* _PROBLEM TO WORK ON_
Please gather and copy out every line of the records below that contains the word "roof", treating uppercase and lowercase as different.

Excerpts from a location annotation dataset
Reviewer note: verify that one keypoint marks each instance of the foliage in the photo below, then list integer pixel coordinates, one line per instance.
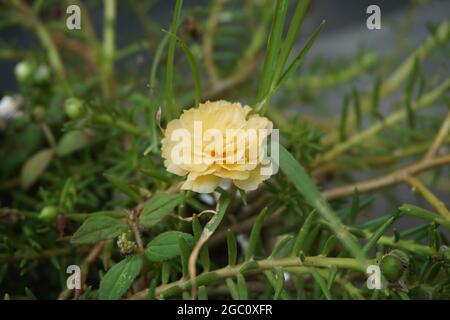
(83, 182)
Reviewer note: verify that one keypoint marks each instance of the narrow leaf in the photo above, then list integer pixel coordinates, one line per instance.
(165, 245)
(119, 278)
(158, 207)
(99, 228)
(121, 185)
(232, 248)
(34, 167)
(303, 183)
(72, 141)
(255, 234)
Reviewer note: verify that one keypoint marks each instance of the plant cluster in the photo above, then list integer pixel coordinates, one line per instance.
(82, 178)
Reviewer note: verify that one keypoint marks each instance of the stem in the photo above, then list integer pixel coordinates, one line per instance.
(398, 76)
(110, 7)
(27, 15)
(173, 288)
(428, 196)
(208, 43)
(440, 138)
(389, 121)
(385, 180)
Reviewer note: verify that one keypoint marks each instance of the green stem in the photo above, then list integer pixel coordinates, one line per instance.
(110, 7)
(389, 121)
(176, 287)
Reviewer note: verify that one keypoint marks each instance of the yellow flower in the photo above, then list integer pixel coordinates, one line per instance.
(216, 142)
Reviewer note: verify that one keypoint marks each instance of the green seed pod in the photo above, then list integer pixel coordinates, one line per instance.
(24, 70)
(394, 264)
(74, 108)
(49, 213)
(445, 253)
(38, 112)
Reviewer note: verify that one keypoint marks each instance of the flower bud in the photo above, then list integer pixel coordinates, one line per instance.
(74, 108)
(394, 264)
(49, 213)
(38, 112)
(24, 71)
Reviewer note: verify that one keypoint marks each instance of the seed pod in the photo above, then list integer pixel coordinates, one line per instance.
(74, 108)
(49, 213)
(38, 112)
(394, 264)
(24, 70)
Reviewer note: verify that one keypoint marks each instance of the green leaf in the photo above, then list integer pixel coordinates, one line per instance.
(255, 234)
(185, 253)
(377, 234)
(193, 65)
(72, 141)
(303, 233)
(321, 282)
(304, 184)
(170, 58)
(34, 167)
(343, 120)
(355, 206)
(202, 294)
(242, 287)
(273, 48)
(291, 37)
(357, 106)
(165, 246)
(222, 207)
(99, 228)
(295, 64)
(158, 207)
(329, 245)
(121, 185)
(232, 288)
(119, 278)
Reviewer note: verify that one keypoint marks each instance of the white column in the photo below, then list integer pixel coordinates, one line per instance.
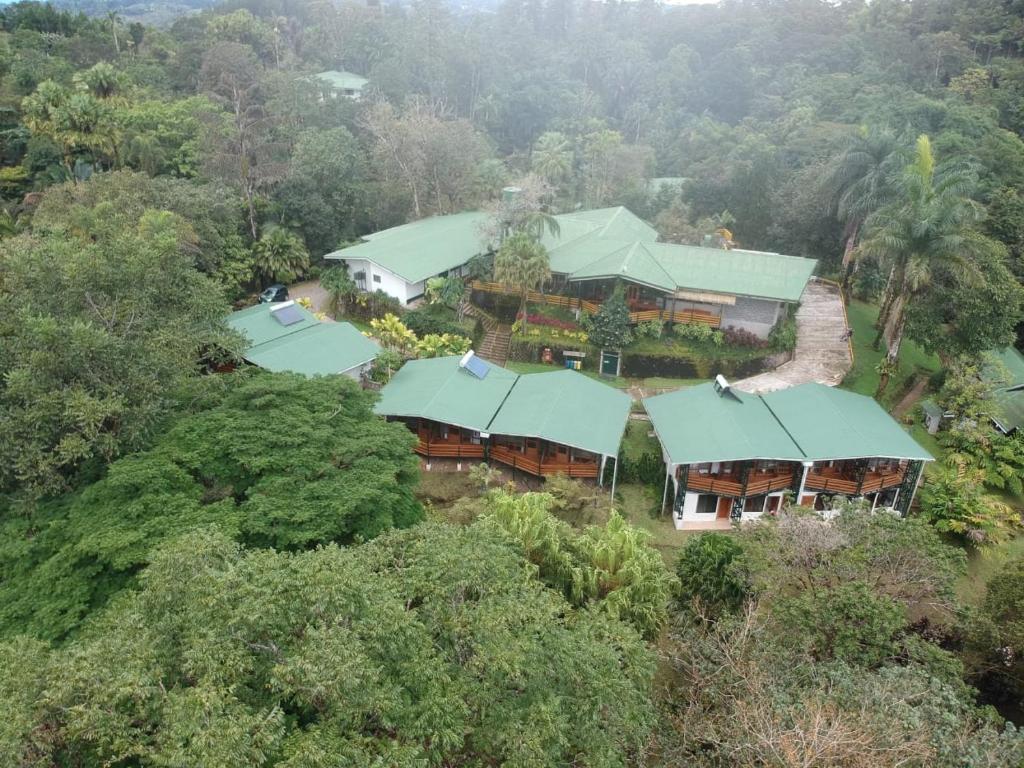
(614, 476)
(668, 476)
(803, 481)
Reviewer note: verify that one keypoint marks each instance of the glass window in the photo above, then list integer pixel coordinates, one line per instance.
(707, 504)
(754, 504)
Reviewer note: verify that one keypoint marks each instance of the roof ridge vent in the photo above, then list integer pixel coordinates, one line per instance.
(474, 365)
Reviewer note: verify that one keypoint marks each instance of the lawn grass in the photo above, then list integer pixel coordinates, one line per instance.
(638, 504)
(360, 325)
(638, 440)
(863, 377)
(540, 368)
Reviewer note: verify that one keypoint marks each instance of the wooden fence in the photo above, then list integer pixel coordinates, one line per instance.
(645, 315)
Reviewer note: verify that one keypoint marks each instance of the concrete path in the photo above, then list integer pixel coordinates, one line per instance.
(822, 353)
(311, 290)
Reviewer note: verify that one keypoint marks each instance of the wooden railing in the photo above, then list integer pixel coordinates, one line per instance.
(450, 450)
(757, 483)
(837, 483)
(517, 461)
(642, 315)
(695, 316)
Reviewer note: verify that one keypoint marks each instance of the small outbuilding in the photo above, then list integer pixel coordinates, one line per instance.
(288, 337)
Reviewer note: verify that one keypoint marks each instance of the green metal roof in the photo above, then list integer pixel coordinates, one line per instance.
(436, 388)
(422, 249)
(320, 350)
(591, 245)
(308, 346)
(698, 425)
(1009, 398)
(342, 80)
(828, 423)
(810, 422)
(258, 325)
(565, 407)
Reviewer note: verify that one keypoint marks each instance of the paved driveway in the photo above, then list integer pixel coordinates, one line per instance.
(822, 353)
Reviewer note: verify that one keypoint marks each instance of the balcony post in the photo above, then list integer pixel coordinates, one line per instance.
(665, 493)
(803, 481)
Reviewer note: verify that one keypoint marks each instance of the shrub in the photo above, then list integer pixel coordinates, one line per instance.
(432, 318)
(699, 333)
(649, 330)
(708, 571)
(543, 320)
(740, 338)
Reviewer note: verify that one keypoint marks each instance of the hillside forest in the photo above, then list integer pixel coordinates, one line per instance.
(207, 564)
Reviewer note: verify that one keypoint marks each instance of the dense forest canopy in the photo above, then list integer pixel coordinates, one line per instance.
(202, 563)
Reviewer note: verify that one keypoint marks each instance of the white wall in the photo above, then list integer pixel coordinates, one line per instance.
(756, 315)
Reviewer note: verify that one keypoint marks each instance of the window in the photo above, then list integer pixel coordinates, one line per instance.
(755, 504)
(707, 504)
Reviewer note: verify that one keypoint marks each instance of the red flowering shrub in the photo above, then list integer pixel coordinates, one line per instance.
(543, 320)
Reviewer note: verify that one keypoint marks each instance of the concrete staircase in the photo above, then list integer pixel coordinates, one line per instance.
(495, 346)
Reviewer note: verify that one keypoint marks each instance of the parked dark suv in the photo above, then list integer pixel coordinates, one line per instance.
(274, 293)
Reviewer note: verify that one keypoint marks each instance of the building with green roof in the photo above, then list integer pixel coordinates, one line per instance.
(559, 422)
(288, 337)
(592, 251)
(1008, 393)
(733, 456)
(341, 83)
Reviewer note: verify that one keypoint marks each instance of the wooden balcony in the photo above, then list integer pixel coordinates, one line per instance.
(639, 313)
(443, 450)
(757, 483)
(542, 468)
(830, 481)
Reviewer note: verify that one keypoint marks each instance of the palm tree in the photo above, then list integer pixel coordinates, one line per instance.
(931, 224)
(522, 263)
(280, 255)
(552, 157)
(862, 179)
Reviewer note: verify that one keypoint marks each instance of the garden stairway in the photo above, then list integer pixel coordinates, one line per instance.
(495, 346)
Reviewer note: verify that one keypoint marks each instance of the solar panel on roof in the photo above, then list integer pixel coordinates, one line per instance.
(474, 365)
(287, 314)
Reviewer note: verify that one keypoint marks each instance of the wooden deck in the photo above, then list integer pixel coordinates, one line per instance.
(838, 483)
(757, 483)
(543, 469)
(639, 315)
(449, 450)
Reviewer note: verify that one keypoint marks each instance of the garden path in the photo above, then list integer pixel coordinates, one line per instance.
(822, 352)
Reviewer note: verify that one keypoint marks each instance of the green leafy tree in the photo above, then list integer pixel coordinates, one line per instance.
(273, 460)
(708, 570)
(608, 328)
(280, 256)
(612, 565)
(929, 226)
(522, 264)
(92, 344)
(862, 179)
(227, 657)
(955, 502)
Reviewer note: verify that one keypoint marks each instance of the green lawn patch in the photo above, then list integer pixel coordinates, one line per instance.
(639, 440)
(638, 504)
(863, 377)
(540, 368)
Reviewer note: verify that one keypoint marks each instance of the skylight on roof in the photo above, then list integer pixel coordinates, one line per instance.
(287, 313)
(474, 365)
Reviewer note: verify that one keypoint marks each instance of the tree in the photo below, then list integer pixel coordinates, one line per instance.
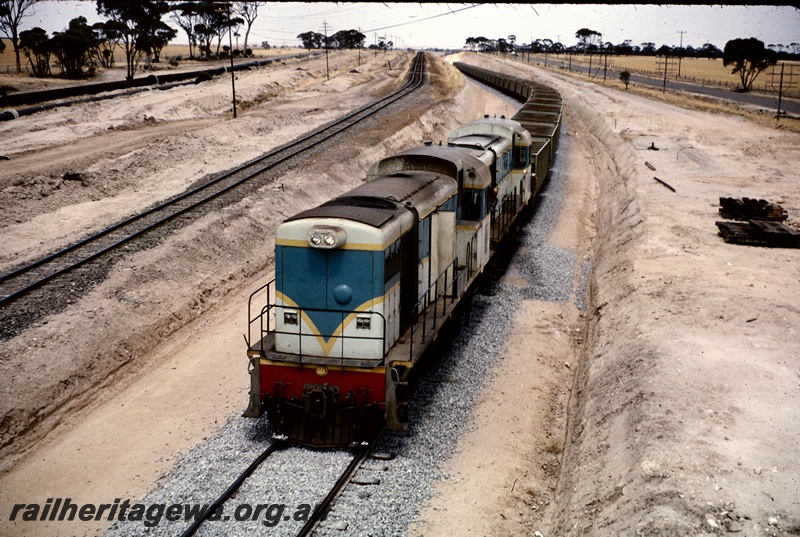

* _RESPONSE TO THIS EXERCISE_
Reviewer note: verify that one keypoint marks each instance of the roof ridge vent in the photo above, then list integer pixel coordinates, one line per instance.
Reviewer note: verify that one keypoint marks each instance of the green metal roof in the photo above, then list integer pixel coordinates, one line per instance.
Reviewer note: verify that one keypoint marks each instance of the building with green roof in the photo above, then list integer pixel coordinates, one line per instance.
Reviewer note: verify that one keypoint marks each instance of the solar panel on roof in the photo above, then list integer pixel coordinates, one line per instance.
Reviewer note: verify that one keypoint marks each instance of the skylight on roof in the photo above, then list integer pixel coordinates, one line per instance.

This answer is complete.